In the course of proving Theorem \ref{MainTheorem} we showed that, for any $c\in\mathfrak{C}_+\kern-.15 in ^{^{^\circ}}\,\,\,$ and any choice of $P \in \frak{P}_+\kern-.17 in ^{^{^\circ}}\;\;\,,$ the moment problem for rational positive  
measures always has a solution in the set 
\begin{equation}
\label{Pfixed}
\mathcal{P}_+ = \{d\mu \in  \mathcal{R}_+: d\mu = \dfrac{P}{Q}dt, \;\;Q \in \frak{P}_+\kern-.17 in ^{^{^\circ}}\;\;\}.
\end{equation}
In this section, using  a convex optimization argument, we show that the surjection  $\mathfrak{M}|_{\mathcal{P}_+}$ is injective, and we characterize the unique rational measure as the solution of a variational problem. In fact, we derive both a primal optimization problem and its dual.  Remarkably,  the moment problem for rational  positive measures {\em is\/} the set of critical point equations for the dual variational problem. In this classical sense, a nonlinear convex optimization provides an illustration of the Dirchlet Principle for this class of  moment problems.

Let $ \mathbb{I}_p:\, C_+[a,b]\to \mathbb{R}\cup\{ -\infty\}$ be the relative entropy functional
\begin{equation}\label{primalfunctional}
 \mathbb{I}_p(\Phi)= \int_a^b P(t)\log\Phi(t)dt, 
\end{equation}
which is a generalization of the  entropy functional obtained by setting $P=1$. 
>From Jensen's inequality we see that $ \mathbb{I}_p(\Phi)\leq \log\left(\int_a^b P\Phi dt\right)\leq \int_a^b P\Phi dt<\infty$. 

\begin{thm}\label{primalthm} Assume that Hypotheses \ref{Hypothesis1} and \ref{Hypothesis2} hold, and 
let $c\in\mathfrak{C}_+\kern-.15 in ^{^{^\circ}}\,\,\,$. Then, for any $P\in\mathfrak{P}_+\kern-.17 in ^{^{^\circ}}\;\;$, the constrained optimization problem to maximize \eqref{primalfunctional}
%\begin{equation}\label{primalfunctional}
% \mathbb{I}_p(\Phi)= \int_a^b P(t)\log\Phi(t)dt, 
%\end{equation}
over $C_+[a,b]$ subject to the moment constraints 
\begin{equation}\label{momentPhi}
\int_a^bu_k(t)\Phi(t)dt =c_k, \quad k=0,1,\dots,n,
\end{equation}
has a unique solution, and it has the form
\begin{equation}
\label{Phi=P_0/Q_0}
\Phi =\frac{P}{Q},\quad Q:=\mbox{\rm Re}\{ q\},
\end{equation}
where $q\in\frak{P}_+\kern-.17 in ^{^{^\circ}}\;\;$.

REQUEST:
Continue the passage on the moment problem for rational positive measures from its last sentence. The data comes from a different source than the passage above.

ITEMS:
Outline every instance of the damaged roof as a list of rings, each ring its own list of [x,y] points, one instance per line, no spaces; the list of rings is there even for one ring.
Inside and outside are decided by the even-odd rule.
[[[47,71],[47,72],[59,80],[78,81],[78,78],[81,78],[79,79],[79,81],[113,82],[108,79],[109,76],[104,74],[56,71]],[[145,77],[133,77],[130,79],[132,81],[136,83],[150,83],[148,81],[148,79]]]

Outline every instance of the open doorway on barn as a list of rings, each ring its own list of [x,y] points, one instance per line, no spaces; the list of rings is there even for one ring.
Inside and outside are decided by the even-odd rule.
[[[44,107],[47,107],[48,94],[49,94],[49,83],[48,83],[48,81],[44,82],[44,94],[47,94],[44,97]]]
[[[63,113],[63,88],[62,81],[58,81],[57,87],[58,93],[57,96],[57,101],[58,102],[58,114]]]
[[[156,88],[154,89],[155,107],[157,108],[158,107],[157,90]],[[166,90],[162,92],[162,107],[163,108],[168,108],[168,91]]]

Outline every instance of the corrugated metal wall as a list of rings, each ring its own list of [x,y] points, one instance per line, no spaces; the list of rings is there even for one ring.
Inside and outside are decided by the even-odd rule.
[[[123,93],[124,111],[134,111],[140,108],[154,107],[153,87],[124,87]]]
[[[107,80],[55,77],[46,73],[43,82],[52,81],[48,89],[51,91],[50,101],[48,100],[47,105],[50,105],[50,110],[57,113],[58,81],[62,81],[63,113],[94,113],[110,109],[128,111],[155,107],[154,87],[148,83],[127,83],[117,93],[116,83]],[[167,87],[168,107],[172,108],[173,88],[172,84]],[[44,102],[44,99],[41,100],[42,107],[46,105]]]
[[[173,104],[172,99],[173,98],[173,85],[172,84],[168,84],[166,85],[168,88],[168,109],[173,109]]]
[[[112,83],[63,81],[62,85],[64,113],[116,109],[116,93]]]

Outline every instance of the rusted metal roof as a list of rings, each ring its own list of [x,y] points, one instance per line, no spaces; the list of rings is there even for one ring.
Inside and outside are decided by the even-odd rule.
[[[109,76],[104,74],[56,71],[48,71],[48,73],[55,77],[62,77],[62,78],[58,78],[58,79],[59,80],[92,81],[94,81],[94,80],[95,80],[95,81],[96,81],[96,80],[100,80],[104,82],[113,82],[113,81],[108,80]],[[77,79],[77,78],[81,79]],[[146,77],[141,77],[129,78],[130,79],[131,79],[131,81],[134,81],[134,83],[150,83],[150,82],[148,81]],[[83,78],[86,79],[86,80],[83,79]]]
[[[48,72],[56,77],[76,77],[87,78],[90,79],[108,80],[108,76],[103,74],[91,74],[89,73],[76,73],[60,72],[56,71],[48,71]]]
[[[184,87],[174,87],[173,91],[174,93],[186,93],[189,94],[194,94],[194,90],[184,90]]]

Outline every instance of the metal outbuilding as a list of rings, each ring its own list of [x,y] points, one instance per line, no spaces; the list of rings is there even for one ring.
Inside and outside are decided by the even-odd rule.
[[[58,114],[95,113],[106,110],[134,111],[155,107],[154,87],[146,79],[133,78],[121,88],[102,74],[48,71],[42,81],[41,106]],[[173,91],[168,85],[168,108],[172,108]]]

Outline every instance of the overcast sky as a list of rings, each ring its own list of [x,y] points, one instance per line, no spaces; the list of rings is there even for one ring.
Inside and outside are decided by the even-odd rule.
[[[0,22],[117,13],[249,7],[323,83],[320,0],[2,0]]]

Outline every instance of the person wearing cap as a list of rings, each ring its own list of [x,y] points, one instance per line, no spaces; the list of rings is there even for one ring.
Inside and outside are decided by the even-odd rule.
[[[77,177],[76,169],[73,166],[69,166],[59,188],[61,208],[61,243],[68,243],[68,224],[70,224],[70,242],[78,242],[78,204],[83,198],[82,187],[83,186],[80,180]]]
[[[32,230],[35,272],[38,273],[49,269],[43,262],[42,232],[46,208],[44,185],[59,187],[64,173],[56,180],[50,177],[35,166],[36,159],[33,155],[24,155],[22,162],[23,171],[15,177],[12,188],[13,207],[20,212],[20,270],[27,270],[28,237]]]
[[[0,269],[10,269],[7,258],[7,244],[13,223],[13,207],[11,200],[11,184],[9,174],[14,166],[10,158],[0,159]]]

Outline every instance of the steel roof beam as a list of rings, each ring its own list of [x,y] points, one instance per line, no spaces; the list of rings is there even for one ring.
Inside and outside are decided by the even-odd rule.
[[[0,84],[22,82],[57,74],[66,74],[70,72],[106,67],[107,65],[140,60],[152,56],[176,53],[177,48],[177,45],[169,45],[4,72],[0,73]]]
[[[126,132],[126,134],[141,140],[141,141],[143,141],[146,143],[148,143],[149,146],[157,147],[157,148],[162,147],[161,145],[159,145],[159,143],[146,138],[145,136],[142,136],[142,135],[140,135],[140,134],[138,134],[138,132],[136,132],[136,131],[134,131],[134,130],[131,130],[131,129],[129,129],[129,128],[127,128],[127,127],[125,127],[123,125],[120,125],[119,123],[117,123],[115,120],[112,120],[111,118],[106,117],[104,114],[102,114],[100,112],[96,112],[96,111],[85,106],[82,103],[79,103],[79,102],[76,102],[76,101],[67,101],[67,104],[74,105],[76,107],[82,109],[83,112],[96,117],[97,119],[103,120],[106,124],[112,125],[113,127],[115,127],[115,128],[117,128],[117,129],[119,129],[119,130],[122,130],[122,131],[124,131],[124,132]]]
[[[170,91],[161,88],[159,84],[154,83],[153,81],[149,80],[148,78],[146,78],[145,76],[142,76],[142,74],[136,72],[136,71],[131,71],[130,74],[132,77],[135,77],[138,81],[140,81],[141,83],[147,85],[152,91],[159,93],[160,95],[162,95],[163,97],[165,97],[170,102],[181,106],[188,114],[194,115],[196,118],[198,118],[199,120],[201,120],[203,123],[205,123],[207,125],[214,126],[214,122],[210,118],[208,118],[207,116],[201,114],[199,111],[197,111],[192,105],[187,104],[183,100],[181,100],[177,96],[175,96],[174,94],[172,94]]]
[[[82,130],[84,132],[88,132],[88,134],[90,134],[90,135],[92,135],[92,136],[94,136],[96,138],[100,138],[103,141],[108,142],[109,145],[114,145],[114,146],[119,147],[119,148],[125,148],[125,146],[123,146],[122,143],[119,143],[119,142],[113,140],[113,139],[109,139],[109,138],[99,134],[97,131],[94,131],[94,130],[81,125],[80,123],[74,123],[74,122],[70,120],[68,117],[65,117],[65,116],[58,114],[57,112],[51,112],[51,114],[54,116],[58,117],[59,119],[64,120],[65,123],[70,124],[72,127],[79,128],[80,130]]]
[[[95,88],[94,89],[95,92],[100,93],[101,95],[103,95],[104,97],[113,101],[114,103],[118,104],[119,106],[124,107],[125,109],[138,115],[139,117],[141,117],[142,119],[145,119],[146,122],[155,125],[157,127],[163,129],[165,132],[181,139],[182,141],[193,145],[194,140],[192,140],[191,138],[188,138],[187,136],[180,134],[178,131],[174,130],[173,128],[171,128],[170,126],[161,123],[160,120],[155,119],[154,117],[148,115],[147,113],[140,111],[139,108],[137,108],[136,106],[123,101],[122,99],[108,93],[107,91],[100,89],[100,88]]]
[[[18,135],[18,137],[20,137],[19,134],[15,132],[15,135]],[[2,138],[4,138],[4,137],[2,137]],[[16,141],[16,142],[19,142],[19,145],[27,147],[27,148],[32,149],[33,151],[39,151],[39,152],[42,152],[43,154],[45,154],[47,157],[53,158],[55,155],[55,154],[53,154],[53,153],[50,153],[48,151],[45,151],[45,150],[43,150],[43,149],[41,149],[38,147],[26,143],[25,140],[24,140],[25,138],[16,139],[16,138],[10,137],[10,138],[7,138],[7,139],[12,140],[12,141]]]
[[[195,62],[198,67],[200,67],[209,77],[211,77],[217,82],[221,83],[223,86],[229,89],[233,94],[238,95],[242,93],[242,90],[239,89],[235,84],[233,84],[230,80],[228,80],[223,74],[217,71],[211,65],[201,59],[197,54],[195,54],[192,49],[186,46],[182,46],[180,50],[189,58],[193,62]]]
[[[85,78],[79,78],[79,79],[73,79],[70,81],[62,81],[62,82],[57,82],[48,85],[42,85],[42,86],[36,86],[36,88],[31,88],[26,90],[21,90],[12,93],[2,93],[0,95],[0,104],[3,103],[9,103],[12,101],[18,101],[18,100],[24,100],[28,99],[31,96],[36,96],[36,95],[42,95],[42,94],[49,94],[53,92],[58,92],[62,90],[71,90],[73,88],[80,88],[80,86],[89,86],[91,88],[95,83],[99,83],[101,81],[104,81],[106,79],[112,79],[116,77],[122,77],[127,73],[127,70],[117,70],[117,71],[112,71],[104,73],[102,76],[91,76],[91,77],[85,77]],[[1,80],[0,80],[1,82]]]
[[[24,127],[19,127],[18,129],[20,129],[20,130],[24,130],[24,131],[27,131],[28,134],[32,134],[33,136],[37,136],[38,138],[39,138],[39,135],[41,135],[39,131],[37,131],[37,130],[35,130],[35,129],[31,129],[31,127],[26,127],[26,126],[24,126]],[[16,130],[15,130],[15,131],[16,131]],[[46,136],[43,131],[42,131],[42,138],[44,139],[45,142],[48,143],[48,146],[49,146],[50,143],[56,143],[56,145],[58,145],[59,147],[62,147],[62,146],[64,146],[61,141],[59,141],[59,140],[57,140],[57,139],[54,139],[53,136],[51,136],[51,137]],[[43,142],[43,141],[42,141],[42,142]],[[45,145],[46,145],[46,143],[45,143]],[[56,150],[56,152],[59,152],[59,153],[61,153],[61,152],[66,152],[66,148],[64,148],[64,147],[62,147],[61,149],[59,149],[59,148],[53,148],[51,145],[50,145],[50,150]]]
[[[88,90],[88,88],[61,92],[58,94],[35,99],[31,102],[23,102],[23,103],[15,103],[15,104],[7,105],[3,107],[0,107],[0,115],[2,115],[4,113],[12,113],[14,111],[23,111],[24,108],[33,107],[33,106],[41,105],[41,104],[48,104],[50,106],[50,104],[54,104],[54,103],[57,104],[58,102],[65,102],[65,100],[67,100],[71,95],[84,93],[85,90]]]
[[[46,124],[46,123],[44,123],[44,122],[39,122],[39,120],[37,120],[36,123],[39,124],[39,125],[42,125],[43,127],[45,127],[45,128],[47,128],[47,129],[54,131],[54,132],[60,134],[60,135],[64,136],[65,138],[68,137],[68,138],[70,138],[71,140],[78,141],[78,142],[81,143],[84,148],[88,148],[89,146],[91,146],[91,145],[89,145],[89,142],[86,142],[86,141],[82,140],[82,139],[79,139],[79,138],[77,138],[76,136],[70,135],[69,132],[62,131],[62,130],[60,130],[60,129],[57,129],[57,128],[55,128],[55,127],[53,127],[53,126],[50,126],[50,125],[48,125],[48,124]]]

WRITTEN RESPONSE:
\end{thm}

The optimization problem of Theorem~\ref{primalthm}, to which we shall refer as the {\em primal problem},  can be solved by Lagrange relaxation. In fact, we have the Lagragian
\[
L(\Phi,q)=\mathbb{I}(\Phi) + \mbox{\rm Re}\sum_{k=0}^n q_k \left[ c_k
-\int_a^bu_k\Phi dt\right],
\]
where $(q_0,q_1,\dots,q_n)\in \mathbb{R}^r\times \mathbb{C}^{n-r+1}$ are Lagrange
multipliers. Then,
\[
L(\Phi,q)= \int_a^b P\log\Phi\; dt +\langle c,q\rangle
-\int_a^b Q\Phi dt,
\]
where $Q=\mbox{\rm Re}\{ q\}$ with $q:=\sum_{k=0}^n q_ku_k\in\mathfrak{P}$.
Clearly, comparing linear and logarithmic growth, we see that the dual functional
\[
\psi(q)=\sup_{\Phi\in C_+[a,b]} L(\Phi,q)
\]
takes finite values only if $q\in \mathfrak{P}_+$, so we may restrict our attention to such Lagrange multipliers.
For any  $q\in \mathfrak{P}_+$ and any  $\Phi\in C_+[a,b]$ such that $P/\Phi$ is integrable,  the directional derivative
\[
d_{(\Phi,q)}L(h)=\int_a^b \left[\frac{P}{\Phi}-Q\right] h\, dt =0
\]
for all $h\in C[a,b]$  if and only if $\Phi =\frac{P}{Q}\in C_+[a,b]$,
which inserted into the dual functional yields 
\begin{equation}
\label{psi}
\psi(q) = \mathbb{J}_p(q) + \int_a^b P(\log P -1) dt, 
\end{equation}
where $\mathbb{J}_p:\,  \mathfrak{P}_+\to  \mathbb{R}\cup\{\infty\}$ is the strictly convex functional
\begin{equation}
\label{dualfunctional}
\mathbb{J}_p(q)=\langle c,q\rangle -\int_a^b P\log Q dt.
\end{equation}

As the last term in \eqref{psi} is constant, the dual problem to minimize $\psi(q)$ over
$\mathfrak{P}_+$ is equivalent to the convex optimization problem 
\begin{equation}
\label{dual}
\min_{q\in\mathfrak{P}_+}\mathbb{J}(q).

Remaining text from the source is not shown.